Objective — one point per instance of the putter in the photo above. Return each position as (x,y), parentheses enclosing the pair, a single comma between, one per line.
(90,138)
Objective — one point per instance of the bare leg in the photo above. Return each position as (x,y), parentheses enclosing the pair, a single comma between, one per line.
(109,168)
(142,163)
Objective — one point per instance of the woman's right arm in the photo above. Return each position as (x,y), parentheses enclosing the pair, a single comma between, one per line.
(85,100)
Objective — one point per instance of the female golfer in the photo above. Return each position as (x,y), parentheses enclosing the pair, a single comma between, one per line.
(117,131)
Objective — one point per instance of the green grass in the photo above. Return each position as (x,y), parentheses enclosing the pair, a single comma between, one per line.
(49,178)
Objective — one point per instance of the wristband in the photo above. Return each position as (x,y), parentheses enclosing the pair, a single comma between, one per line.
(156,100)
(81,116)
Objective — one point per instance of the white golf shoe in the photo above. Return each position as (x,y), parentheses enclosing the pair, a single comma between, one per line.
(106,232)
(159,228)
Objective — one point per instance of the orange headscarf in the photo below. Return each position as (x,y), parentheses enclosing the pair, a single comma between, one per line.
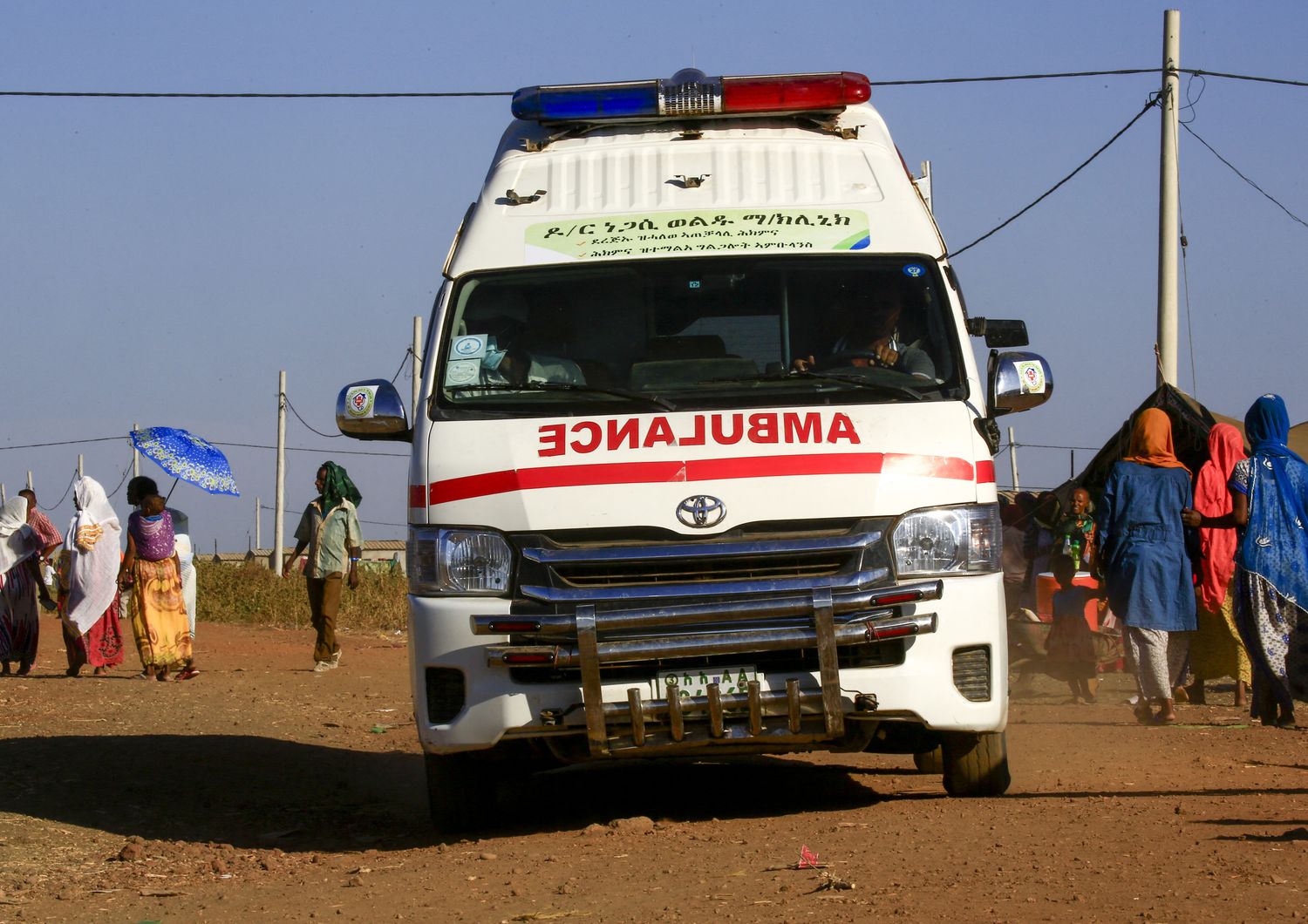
(1151,441)
(1213,498)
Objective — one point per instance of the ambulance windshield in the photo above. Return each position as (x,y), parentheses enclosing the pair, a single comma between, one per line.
(701,334)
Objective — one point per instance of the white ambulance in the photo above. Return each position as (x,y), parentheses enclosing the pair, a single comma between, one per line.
(703,464)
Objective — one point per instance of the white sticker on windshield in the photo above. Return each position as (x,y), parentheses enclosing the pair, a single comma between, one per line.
(468,347)
(1032,376)
(462,371)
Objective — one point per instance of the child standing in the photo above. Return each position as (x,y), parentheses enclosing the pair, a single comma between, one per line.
(1074,533)
(1070,643)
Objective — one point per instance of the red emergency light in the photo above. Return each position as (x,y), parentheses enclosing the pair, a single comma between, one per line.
(691,94)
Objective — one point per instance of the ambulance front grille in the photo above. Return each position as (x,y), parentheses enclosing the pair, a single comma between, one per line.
(591,573)
(708,568)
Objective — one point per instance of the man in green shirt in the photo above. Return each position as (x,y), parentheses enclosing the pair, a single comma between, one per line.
(330,529)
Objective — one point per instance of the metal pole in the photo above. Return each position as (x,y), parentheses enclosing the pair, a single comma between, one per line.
(418,365)
(1012,458)
(1168,196)
(280,502)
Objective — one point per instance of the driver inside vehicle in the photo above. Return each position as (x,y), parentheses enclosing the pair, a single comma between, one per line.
(509,363)
(871,340)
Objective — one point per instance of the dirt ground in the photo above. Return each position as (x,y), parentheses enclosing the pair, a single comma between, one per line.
(263,790)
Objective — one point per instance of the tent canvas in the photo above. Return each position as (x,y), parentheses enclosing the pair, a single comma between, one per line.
(1190,425)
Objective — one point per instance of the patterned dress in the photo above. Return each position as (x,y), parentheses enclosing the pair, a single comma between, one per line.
(1273,626)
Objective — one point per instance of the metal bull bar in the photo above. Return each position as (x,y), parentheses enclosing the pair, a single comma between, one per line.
(632,635)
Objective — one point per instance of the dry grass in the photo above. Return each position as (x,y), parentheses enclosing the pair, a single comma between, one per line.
(251,594)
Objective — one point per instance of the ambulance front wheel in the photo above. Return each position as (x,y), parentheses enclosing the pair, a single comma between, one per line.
(976,764)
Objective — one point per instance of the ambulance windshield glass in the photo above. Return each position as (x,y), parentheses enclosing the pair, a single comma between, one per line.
(701,334)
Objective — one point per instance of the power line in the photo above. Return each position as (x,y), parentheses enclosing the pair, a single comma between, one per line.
(1236,172)
(1046,446)
(1051,191)
(408,353)
(245,446)
(1004,78)
(63,442)
(251,96)
(473,94)
(329,436)
(65,493)
(1242,76)
(371,523)
(298,449)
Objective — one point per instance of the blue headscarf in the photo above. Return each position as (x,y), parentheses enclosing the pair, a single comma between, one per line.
(1276,539)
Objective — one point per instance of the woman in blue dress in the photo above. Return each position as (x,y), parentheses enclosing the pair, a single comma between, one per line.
(1271,490)
(1142,549)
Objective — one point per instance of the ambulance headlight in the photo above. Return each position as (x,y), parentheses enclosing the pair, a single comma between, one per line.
(949,540)
(458,561)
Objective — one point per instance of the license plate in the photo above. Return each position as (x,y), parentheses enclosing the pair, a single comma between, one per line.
(696,683)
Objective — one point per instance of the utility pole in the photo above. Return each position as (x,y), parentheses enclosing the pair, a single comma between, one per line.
(418,366)
(1012,458)
(280,502)
(1168,224)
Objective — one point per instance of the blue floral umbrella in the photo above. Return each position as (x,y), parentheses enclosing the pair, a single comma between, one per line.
(186,457)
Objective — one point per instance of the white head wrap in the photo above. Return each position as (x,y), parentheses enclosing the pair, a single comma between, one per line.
(17,541)
(93,571)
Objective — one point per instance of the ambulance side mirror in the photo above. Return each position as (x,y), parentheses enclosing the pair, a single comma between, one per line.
(1017,382)
(371,410)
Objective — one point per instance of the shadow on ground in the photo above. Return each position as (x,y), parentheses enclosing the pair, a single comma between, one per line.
(267,792)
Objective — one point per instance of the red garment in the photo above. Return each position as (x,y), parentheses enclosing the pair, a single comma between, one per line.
(1213,498)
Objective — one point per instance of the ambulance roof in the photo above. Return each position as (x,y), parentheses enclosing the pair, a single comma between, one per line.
(564,193)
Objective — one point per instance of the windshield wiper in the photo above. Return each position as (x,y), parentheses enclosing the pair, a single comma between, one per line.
(569,387)
(853,379)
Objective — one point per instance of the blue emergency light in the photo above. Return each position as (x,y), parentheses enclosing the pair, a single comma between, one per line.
(691,94)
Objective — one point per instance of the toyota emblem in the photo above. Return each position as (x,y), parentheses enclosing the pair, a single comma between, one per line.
(701,511)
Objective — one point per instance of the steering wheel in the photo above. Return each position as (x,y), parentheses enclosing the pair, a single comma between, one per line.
(845,357)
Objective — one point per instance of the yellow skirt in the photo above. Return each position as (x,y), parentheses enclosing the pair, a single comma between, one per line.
(1216,649)
(159,615)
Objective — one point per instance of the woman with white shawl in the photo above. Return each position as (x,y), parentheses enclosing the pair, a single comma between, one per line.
(18,623)
(92,549)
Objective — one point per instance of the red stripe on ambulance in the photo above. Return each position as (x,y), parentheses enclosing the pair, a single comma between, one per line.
(891,464)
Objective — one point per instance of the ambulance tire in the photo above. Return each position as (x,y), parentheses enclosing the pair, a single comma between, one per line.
(976,764)
(462,791)
(929,761)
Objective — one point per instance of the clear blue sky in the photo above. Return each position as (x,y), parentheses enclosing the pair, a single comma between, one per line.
(162,259)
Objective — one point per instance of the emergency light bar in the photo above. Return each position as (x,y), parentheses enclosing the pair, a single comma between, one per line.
(691,94)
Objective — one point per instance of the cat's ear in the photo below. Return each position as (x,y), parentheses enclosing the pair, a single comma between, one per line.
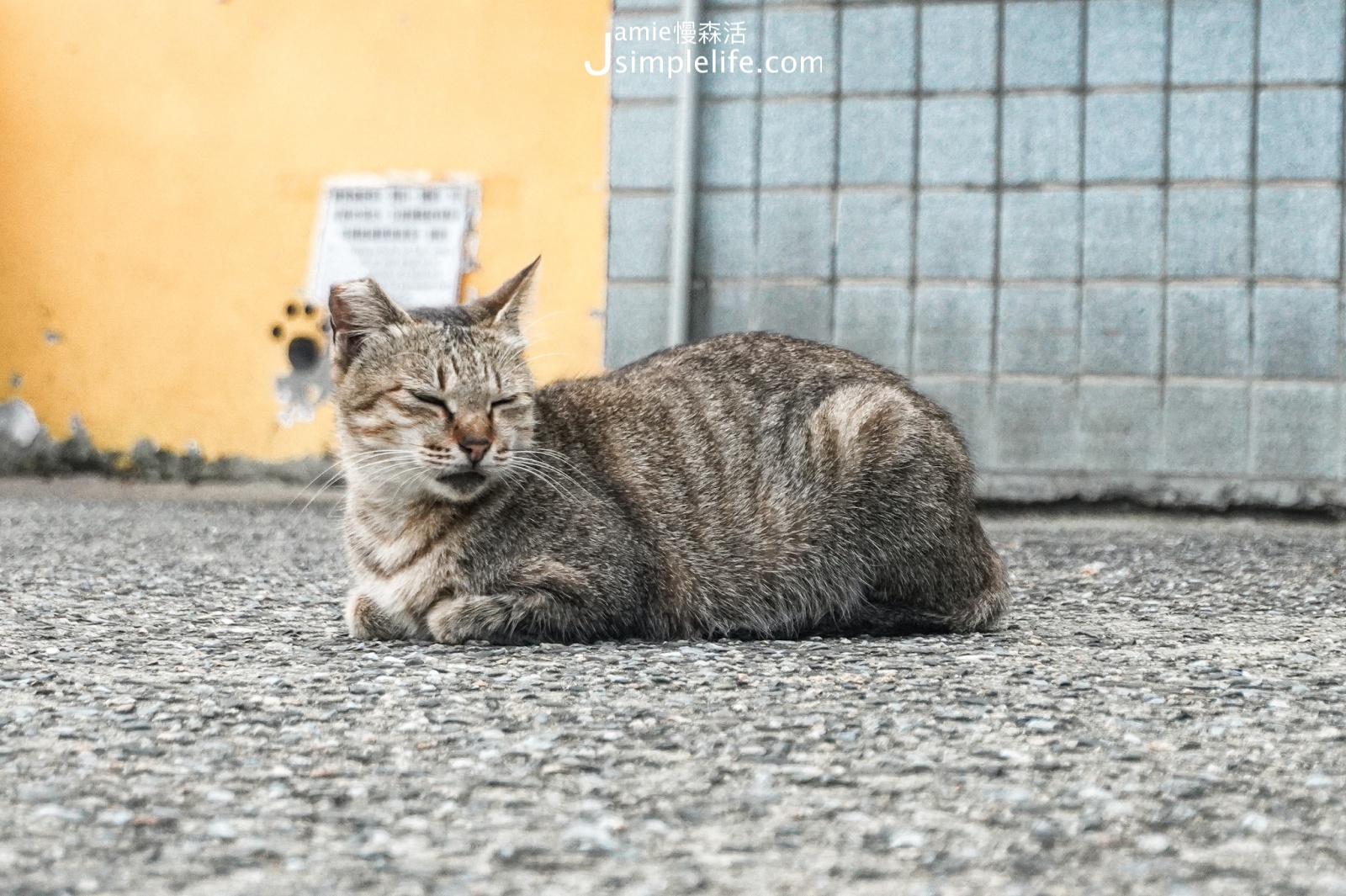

○ ○ ○ ○

◆ WHAT TO DO:
Count how many lines of the material above contain the string "ground". Matching is case-sensitive, and the reply should be only the number.

◆ IN RESPONSE:
2